• **Given task**: Rewrite the material below with "stop sign" changed to "yield sign", leaving every other character as it is.

• **Excerpted data**:
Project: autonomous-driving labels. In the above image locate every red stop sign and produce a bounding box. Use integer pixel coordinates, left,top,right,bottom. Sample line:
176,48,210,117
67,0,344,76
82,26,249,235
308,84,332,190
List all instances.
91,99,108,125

• **Complete answer**:
Project: autonomous-driving labels. In the above image locate every red yield sign and produce a bounding box. Use integer pixel coordinates, left,top,right,bottom. Sample line:
176,48,210,117
67,0,344,76
82,26,249,235
308,84,332,190
List all instances.
91,99,108,125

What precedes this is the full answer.